Goal » Convert the material into a two-column CSV with the headers command and boxes. Give one row for each detect line: put the line's text in the command field and every box listed under it in the boxes field, quote each field, and replace line breaks with spaces.

Task material »
++++++++

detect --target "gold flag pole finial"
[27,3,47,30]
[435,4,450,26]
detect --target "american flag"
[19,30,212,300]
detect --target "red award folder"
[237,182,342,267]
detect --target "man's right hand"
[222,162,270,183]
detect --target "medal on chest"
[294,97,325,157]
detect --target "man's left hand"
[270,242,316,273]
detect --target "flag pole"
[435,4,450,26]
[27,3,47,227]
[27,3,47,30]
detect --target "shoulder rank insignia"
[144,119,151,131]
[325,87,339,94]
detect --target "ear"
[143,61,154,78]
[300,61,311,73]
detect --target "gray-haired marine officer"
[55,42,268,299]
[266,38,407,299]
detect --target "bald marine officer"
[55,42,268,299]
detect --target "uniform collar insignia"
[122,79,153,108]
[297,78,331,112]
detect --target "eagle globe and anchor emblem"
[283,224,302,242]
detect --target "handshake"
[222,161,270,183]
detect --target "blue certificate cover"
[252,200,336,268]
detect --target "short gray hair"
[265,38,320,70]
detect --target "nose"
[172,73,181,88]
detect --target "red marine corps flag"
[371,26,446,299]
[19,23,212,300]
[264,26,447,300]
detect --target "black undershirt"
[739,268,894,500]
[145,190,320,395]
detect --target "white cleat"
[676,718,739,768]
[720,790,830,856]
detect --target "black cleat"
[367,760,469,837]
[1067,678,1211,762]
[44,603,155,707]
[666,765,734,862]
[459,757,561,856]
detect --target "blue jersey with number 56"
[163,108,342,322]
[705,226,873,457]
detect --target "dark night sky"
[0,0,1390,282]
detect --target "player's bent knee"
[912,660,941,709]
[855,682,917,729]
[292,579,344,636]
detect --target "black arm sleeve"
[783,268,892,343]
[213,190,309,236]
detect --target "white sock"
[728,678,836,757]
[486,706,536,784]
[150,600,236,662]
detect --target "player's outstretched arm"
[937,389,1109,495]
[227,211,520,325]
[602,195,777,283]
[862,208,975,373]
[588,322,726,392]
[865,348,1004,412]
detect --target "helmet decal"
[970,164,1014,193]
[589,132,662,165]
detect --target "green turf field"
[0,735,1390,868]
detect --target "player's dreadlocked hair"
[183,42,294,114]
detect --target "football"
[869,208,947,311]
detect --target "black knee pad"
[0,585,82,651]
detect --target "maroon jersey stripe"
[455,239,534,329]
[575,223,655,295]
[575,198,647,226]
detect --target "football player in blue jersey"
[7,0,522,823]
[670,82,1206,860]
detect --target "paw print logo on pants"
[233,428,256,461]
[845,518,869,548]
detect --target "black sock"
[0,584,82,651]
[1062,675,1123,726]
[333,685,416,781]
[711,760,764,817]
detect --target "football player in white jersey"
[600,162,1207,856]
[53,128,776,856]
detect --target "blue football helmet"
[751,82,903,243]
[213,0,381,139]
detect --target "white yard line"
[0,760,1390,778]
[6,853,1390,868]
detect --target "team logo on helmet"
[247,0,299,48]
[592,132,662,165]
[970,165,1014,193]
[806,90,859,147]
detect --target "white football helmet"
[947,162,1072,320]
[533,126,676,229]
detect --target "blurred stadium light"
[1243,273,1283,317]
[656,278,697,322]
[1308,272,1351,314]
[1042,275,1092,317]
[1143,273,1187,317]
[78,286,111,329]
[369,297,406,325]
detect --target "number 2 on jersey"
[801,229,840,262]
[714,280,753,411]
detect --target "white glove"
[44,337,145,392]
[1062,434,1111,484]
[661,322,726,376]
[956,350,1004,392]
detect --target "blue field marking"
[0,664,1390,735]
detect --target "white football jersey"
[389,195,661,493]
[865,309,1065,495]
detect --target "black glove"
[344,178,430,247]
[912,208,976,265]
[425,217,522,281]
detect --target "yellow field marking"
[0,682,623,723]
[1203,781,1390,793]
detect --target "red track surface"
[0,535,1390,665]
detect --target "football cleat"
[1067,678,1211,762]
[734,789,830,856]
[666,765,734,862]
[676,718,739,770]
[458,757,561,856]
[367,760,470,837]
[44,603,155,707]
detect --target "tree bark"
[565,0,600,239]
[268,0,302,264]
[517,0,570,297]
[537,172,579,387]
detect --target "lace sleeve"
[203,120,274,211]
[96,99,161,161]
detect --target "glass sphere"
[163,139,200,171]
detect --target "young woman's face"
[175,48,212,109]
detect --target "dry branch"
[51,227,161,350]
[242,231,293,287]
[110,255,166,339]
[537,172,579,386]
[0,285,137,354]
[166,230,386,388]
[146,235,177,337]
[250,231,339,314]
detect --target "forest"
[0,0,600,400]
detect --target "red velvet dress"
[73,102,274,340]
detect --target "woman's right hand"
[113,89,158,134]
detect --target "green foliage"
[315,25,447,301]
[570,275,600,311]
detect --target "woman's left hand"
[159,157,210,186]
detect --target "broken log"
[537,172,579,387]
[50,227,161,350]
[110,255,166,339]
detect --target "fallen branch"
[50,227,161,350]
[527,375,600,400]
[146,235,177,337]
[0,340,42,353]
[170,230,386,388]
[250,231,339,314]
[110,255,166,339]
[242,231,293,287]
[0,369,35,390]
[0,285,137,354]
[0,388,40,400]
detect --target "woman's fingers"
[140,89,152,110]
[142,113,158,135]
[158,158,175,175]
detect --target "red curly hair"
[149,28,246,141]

++++++++

Exercise result »
command,boxes
"detect --target ""gold flag pole finial""","[27,3,47,30] [435,4,450,26]"
"detect --target ""american flag""","[19,30,212,300]"
"detect --target ""red award folder""","[237,182,342,267]"
"detect --target ""man's right hand""","[222,162,270,183]"
"detect --target ""medal on chest""","[294,97,325,157]"
"detect --target ""man's left hand""","[270,242,316,273]"
"detect --target ""flag pole""","[435,4,450,26] [27,3,47,227] [27,3,47,30]"
"detect --target ""shoulder rank insignia""","[144,119,151,131] [325,87,339,94]"
"detect --target ""ear""","[143,61,154,78] [300,61,311,73]"
"detect --target ""gray-haired marine officer""","[55,42,268,299] [266,38,407,299]"
"detect --target ""bald marine officer""","[55,42,268,299]"
"detect --target ""uniform collar insignia""","[122,79,153,108] [297,78,331,112]"
"detect --target ""eagle globe and anchor emblem""","[283,224,302,242]"
"detect --target ""handshake""","[222,161,270,183]"
"detect --target ""blue certificate cover""","[252,200,336,268]"
"detect --target ""short gray hair""","[265,38,320,70]"
"detect --target ""nose""","[172,73,181,88]"
"detect --target ""red marine corps flag""","[371,26,446,299] [19,23,212,300] [264,26,447,300]"
"detect --target ""black undershirt""","[739,268,894,500] [145,190,320,395]"
"detect --target ""white cleat""","[676,718,739,768] [720,790,830,856]"
"detect --target ""black cleat""","[367,760,469,837] [1067,678,1211,762] [44,603,155,707] [666,765,734,862] [459,757,561,856]"
"detect --target ""blue jersey with number 56""","[163,108,342,322] [705,226,873,457]"
"detect --target ""dark night sky""","[0,0,1390,282]"
"detect --target ""player's bent knee""","[912,660,941,709] [855,682,917,729] [292,579,344,636]"
"detect --target ""black arm sleeve""","[783,268,892,343] [213,190,309,236]"
"detect --target ""white sock""","[728,678,836,757] [486,706,536,784] [150,600,236,662]"
"detect --target ""player's outstretched arm""","[937,389,1109,495] [227,211,520,325] [602,195,777,283] [862,208,975,373] [588,322,726,392] [865,348,1004,412]"
"detect --target ""helmet decal""","[970,164,1014,193] [589,132,662,165]"
"detect --target ""green turf field""","[0,735,1390,868]"
"detect --target ""player's dreadlocked hair""","[183,42,294,114]"
"detect --target ""football""","[869,208,947,311]"
"detect --target ""black knee pad""","[0,585,82,651]"
"detect --target ""maroon jersey stripe""","[455,239,534,329] [575,223,655,295] [575,198,647,226]"
"detect --target ""football player in blue jersey""","[7,0,522,823] [670,82,1206,860]"
"detect --target ""paw print logo on pants""","[233,428,256,461] [845,518,869,548]"
"detect --target ""black sock""","[0,584,82,651] [1062,675,1123,726] [333,685,416,781] [711,760,764,817]"
"detect --target ""football player in white jersey""","[600,162,1207,856] [53,128,776,856]"
"detect --target ""blue football helmet""","[751,82,903,243] [213,0,381,139]"
"detect --target ""white yard line""","[0,760,1390,778] [6,853,1390,868]"
"detect --target ""team logo on helmet""","[247,0,299,48] [592,132,662,165] [970,165,1014,193] [806,90,859,147]"
"detect --target ""white football helmet""","[947,162,1072,320] [533,126,676,229]"
"detect --target ""blurred stadium light""","[1243,273,1283,317] [656,278,697,322] [1308,272,1351,314] [1042,275,1092,317] [1143,273,1187,317] [78,286,111,329] [369,297,406,325]"
"detect --target ""number 2 on jersey""","[801,229,840,262] [714,280,753,411]"
"detect --target ""white glove""","[44,337,145,392] [1062,434,1111,484] [661,322,726,376] [956,350,1004,392]"
"detect --target ""blue field marking""","[0,664,1390,735]"
"detect --target ""white football jersey""","[389,195,661,493] [865,309,1065,495]"
"detect --target ""black glove""","[344,178,430,247] [912,208,976,265] [425,217,522,281]"
"detect --target ""yellow field marking""","[0,682,623,723] [1203,781,1390,793]"
"detect --target ""red track surface""","[0,535,1390,665]"
"detect --target ""football cleat""","[1067,678,1211,762] [734,789,830,856] [666,765,734,862] [676,718,739,770] [458,757,561,856] [367,760,470,837] [44,603,155,707]"
"detect --target ""tree bark""","[565,0,600,239] [268,0,302,264] [517,0,570,297] [537,172,579,387]"
"detect --target ""lace sleeve""","[203,120,274,211] [96,99,161,161]"
"detect --target ""glass sphere""","[163,139,200,171]"
"detect --target ""young woman's face""","[175,48,212,109]"
"detect --target ""dry branch""","[51,227,161,350] [242,231,293,287] [110,255,166,339] [537,172,579,386] [0,285,137,354] [166,230,386,388] [146,235,177,337] [250,231,339,314]"
"detect --target ""forest""","[0,0,600,400]"
"detect --target ""red velvet dress""","[73,102,274,340]"
"detect --target ""woman's right hand""","[113,89,158,134]"
"detect --target ""green foliage""","[315,25,447,301] [570,275,600,311]"
"detect --target ""woman's left hand""","[159,157,210,186]"
"detect --target ""broken log""","[537,172,579,387] [50,227,161,350] [110,255,166,339]"
"detect --target ""fallen branch""","[50,227,161,350] [527,375,600,400] [146,235,177,337] [0,340,42,353] [170,230,386,388] [250,231,339,314] [110,255,166,339] [242,231,293,287] [0,369,35,390] [0,285,137,354] [0,388,40,400]"
"detect --target ""woman's fingers""","[140,89,152,110] [142,113,158,135] [158,158,175,175]"
"detect --target ""red curly hair""","[149,28,246,141]"